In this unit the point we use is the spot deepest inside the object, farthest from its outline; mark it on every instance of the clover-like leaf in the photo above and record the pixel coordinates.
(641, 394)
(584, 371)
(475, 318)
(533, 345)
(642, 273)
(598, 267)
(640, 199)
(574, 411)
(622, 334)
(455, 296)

·····

Stated goal
Please output every line of the records above as a numbered list, leaving out any blank lines.

Exercise solution
1. In this unit the point we use is the spot deepest inside the object, farthest from its outline; mark it on every instance of the clover-like leaf in the photo above and record the pixel coordinates.
2. (641, 394)
3. (584, 371)
4. (475, 318)
5. (533, 345)
6. (642, 273)
7. (598, 267)
8. (640, 199)
9. (574, 411)
10. (622, 334)
11. (455, 296)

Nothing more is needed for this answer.